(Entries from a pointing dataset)

· · · · ·

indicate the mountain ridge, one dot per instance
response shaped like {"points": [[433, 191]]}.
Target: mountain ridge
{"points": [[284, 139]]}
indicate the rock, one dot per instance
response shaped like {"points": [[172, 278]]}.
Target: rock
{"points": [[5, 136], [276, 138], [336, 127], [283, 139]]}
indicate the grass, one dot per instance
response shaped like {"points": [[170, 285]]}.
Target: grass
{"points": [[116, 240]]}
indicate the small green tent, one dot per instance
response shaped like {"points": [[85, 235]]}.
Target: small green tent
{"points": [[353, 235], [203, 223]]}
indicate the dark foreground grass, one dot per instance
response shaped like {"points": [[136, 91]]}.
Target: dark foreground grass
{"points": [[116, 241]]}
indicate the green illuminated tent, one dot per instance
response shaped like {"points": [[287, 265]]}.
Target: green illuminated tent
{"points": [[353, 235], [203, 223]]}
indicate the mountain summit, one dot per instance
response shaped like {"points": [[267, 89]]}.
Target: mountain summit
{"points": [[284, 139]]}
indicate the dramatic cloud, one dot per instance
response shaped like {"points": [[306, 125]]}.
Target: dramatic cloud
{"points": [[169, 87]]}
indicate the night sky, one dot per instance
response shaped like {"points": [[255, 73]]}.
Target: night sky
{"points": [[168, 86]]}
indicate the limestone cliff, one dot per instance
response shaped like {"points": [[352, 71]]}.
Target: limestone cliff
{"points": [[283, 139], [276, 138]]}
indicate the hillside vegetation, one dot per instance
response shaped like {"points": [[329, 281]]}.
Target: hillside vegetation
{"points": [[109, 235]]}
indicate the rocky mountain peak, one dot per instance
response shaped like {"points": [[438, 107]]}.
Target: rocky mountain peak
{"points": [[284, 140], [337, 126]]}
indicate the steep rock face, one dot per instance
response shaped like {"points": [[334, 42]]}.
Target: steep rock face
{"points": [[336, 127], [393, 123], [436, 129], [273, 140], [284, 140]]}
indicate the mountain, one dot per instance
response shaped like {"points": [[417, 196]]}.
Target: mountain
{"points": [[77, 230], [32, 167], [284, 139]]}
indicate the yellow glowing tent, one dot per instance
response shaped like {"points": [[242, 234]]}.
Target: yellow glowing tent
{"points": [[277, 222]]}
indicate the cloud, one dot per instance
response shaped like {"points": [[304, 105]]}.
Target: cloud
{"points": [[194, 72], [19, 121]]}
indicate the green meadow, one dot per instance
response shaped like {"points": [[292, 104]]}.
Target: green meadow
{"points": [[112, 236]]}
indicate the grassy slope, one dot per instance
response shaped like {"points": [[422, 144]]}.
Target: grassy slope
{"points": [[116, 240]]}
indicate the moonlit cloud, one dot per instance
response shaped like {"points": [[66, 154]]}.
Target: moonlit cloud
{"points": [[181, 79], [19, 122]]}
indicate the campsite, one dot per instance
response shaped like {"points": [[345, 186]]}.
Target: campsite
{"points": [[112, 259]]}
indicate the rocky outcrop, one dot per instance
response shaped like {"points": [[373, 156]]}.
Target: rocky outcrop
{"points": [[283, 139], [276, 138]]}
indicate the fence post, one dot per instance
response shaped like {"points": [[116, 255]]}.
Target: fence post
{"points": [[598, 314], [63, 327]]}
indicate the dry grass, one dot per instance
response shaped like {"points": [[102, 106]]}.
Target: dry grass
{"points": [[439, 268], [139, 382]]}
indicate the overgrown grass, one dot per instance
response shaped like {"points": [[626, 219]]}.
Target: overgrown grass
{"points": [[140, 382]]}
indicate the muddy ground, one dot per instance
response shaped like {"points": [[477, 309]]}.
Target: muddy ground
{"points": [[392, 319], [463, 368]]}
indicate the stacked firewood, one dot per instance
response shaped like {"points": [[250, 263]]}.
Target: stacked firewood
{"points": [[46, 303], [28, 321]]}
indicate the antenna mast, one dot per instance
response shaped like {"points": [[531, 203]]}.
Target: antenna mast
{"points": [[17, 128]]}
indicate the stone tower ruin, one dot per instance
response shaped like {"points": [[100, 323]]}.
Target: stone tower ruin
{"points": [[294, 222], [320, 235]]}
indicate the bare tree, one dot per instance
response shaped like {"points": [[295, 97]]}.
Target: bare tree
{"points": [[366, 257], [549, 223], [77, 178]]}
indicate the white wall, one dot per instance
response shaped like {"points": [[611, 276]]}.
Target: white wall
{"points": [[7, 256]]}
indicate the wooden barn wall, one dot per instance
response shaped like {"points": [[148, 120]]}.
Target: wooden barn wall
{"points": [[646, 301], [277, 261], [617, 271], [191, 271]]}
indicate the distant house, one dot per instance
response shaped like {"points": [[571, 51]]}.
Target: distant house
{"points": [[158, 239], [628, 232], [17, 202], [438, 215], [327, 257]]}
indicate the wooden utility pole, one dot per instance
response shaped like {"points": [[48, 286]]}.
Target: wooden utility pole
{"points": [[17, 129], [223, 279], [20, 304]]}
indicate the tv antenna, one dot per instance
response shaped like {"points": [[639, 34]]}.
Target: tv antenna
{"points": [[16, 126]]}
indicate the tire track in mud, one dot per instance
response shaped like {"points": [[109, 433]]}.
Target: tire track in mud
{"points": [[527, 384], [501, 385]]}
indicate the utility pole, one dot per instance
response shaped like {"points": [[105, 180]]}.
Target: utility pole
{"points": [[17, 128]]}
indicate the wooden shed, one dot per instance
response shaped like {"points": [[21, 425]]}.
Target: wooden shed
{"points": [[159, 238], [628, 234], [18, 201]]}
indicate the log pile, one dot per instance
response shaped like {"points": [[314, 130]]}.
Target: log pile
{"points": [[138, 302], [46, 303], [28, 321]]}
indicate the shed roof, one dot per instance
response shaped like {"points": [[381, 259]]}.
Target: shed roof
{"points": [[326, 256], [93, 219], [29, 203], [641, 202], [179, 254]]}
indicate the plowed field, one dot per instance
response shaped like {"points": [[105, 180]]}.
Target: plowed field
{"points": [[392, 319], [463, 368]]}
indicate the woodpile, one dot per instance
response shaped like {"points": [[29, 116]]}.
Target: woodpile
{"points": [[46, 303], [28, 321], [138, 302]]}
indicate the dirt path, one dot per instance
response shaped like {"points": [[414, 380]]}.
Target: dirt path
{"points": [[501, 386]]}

· · · · ·

**Exercise description:** Reproduce all of the material above word for word.

**Written answer:**
indicate the mountain ridge, one dot per instance
response shaped like {"points": [[433, 191]]}.
Target: mountain ridge
{"points": [[284, 139]]}
indicate the rock, one dot per instance
response shaped like {"points": [[172, 278]]}.
Target: rock
{"points": [[5, 136], [276, 138], [336, 127], [283, 139]]}
indicate the grass, one dot per instance
response shaped like {"points": [[170, 285]]}.
Target: grass
{"points": [[116, 240]]}
indicate the small green tent, one dot per instance
response shaped like {"points": [[85, 235]]}.
Target: small green tent
{"points": [[353, 235], [203, 223]]}
indicate the dark foreground grass, one dot per instance
response shaped like {"points": [[136, 91]]}.
Target: dark foreground grass
{"points": [[116, 241]]}
indicate the green illuminated tent, one dot per instance
response shaped like {"points": [[287, 265]]}.
Target: green illuminated tent
{"points": [[353, 235], [203, 223]]}
indicate the mountain summit, one dot per instance
response shaped like {"points": [[267, 89]]}.
Target: mountain summit
{"points": [[284, 139]]}
indicate the dramatic cloud, one dot per instance
response shaped like {"points": [[306, 125]]}.
Target: dramatic cloud
{"points": [[169, 87]]}
indicate the night sky, one dot per instance
response shaped like {"points": [[255, 73]]}.
Target: night sky
{"points": [[168, 86]]}
indicate the limestone cliff, one dot per instance
response shaped like {"points": [[352, 71]]}.
Target: limestone cliff
{"points": [[283, 139], [276, 138]]}
indicate the hillside vegetation, one dot per instance
response shaped like {"points": [[329, 281]]}.
Target: hillside vegetation
{"points": [[109, 235]]}
indicate the rocky mountain peak, one dot per instance
response shaped like {"points": [[438, 107]]}.
Target: rocky mountain peak
{"points": [[284, 140], [337, 126]]}
indicate the steep rock face, one dot per instance
response shaped like {"points": [[334, 42]]}.
Target: steep rock face
{"points": [[336, 127], [393, 123], [436, 129], [273, 140], [284, 140]]}
indicate the mountain, one dot per instance
response shaped like {"points": [[417, 196]]}.
Target: mountain
{"points": [[77, 230], [32, 167], [284, 139]]}
indicate the yellow glowing tent, one dot per instance
response shaped like {"points": [[242, 234]]}.
Target: yellow glowing tent
{"points": [[277, 222]]}
indicate the cloud, one dot per instance
response shaped like {"points": [[304, 105]]}.
Target: cloud
{"points": [[194, 72], [19, 121]]}
indicate the green meadow, one dot per instance
response shaped like {"points": [[292, 104]]}.
Target: green meadow
{"points": [[112, 236]]}
indicate the grassy slope, one dot per instance
response shaped like {"points": [[422, 144]]}.
Target: grassy slope
{"points": [[116, 240]]}
indicate the moonlit cloud, one dot per instance
response shaped like {"points": [[66, 154]]}.
Target: moonlit cloud
{"points": [[181, 79], [19, 122]]}
indicate the campsite, one dot per instance
response shaped like {"points": [[345, 186]]}.
Target: campsite
{"points": [[112, 259]]}
indicate the rocky outcrop, one dot per instance
response shaped like {"points": [[373, 156]]}.
Target: rocky outcrop
{"points": [[283, 139], [276, 138]]}
indicate the fence post, one dot per instance
response shaped like {"points": [[116, 255]]}.
Target: fence post
{"points": [[598, 314], [63, 327]]}
indicate the dry grass, one dot per instance
response shaped like {"points": [[102, 106]]}.
Target: dry grass
{"points": [[439, 268], [139, 382]]}
indicate the overgrown grass, one dot per instance
response shaped like {"points": [[626, 219]]}.
Target: overgrown grass
{"points": [[140, 382]]}
indicate the muddy ground, one dot per instance
response shaped like {"points": [[477, 309]]}.
Target: muddy ground
{"points": [[392, 319], [463, 368]]}
indicate the stacked firewood, one dot per instance
response shaped like {"points": [[250, 263]]}.
Target: stacked firewood
{"points": [[46, 303], [28, 321]]}
indicate the antenna mast, one dot per instance
response shaped like {"points": [[531, 203]]}.
Target: antenna mast
{"points": [[17, 128]]}
indicate the stone tower ruin, one dot per instance
response shaped like {"points": [[100, 323]]}.
Target: stone tower ruin
{"points": [[294, 222], [320, 235]]}
indicate the bare tree, one dot per instance
response shaped like {"points": [[295, 97]]}.
Target: bare tree
{"points": [[366, 257], [549, 223], [77, 178]]}
indicate the white wall, one dot per instance
response shaped like {"points": [[611, 276]]}.
Target: white wall
{"points": [[7, 256]]}
indicate the wooden barn wall, one dot per instance
response shaped like {"points": [[148, 120]]}.
Target: wooden barn wall
{"points": [[646, 301], [277, 261], [617, 271], [191, 271]]}
indicate the distant house, one dot per instance
response shaped like {"points": [[571, 51]]}.
Target: distant house
{"points": [[158, 239], [628, 232], [17, 202], [438, 215], [327, 257]]}
indicate the wooden utility pole, one dot per instance
response shaped like {"points": [[48, 286]]}.
Target: wooden utility pole
{"points": [[17, 129], [223, 279], [20, 304]]}
indicate the tv antenna, one dot per instance
response shaped like {"points": [[639, 34]]}.
Target: tv antenna
{"points": [[16, 126]]}
indicate the tire track in mud, one dot per instance
response shaped like {"points": [[109, 433]]}.
Target: tire track in mud
{"points": [[527, 384], [501, 385]]}
indicate the utility pole, one dot per instance
response shaped like {"points": [[105, 180]]}.
Target: utility pole
{"points": [[17, 128]]}
indicate the wooden shed, one dot per instance
response shaped like {"points": [[21, 425]]}.
Target: wooden shed
{"points": [[159, 238], [628, 234], [18, 201]]}
indicate the log pile, one dot per instance
response shaped like {"points": [[314, 130]]}.
Target: log pile
{"points": [[138, 302], [46, 303], [28, 321]]}
indicate the shed roof, one dot per instance
response shaped like {"points": [[381, 259]]}.
Target: shed roof
{"points": [[326, 256], [93, 219], [29, 203], [641, 202], [179, 254]]}
indicate the plowed field, one dot per instance
response shaped like {"points": [[105, 180]]}.
Target: plowed field
{"points": [[392, 319], [463, 368]]}
indicate the woodpile, one dot per instance
response shaped like {"points": [[29, 116]]}.
Target: woodpile
{"points": [[46, 303], [28, 321], [138, 302]]}
indicate the dirt path, one dot per instance
response shaped like {"points": [[414, 380]]}.
Target: dirt path
{"points": [[501, 386]]}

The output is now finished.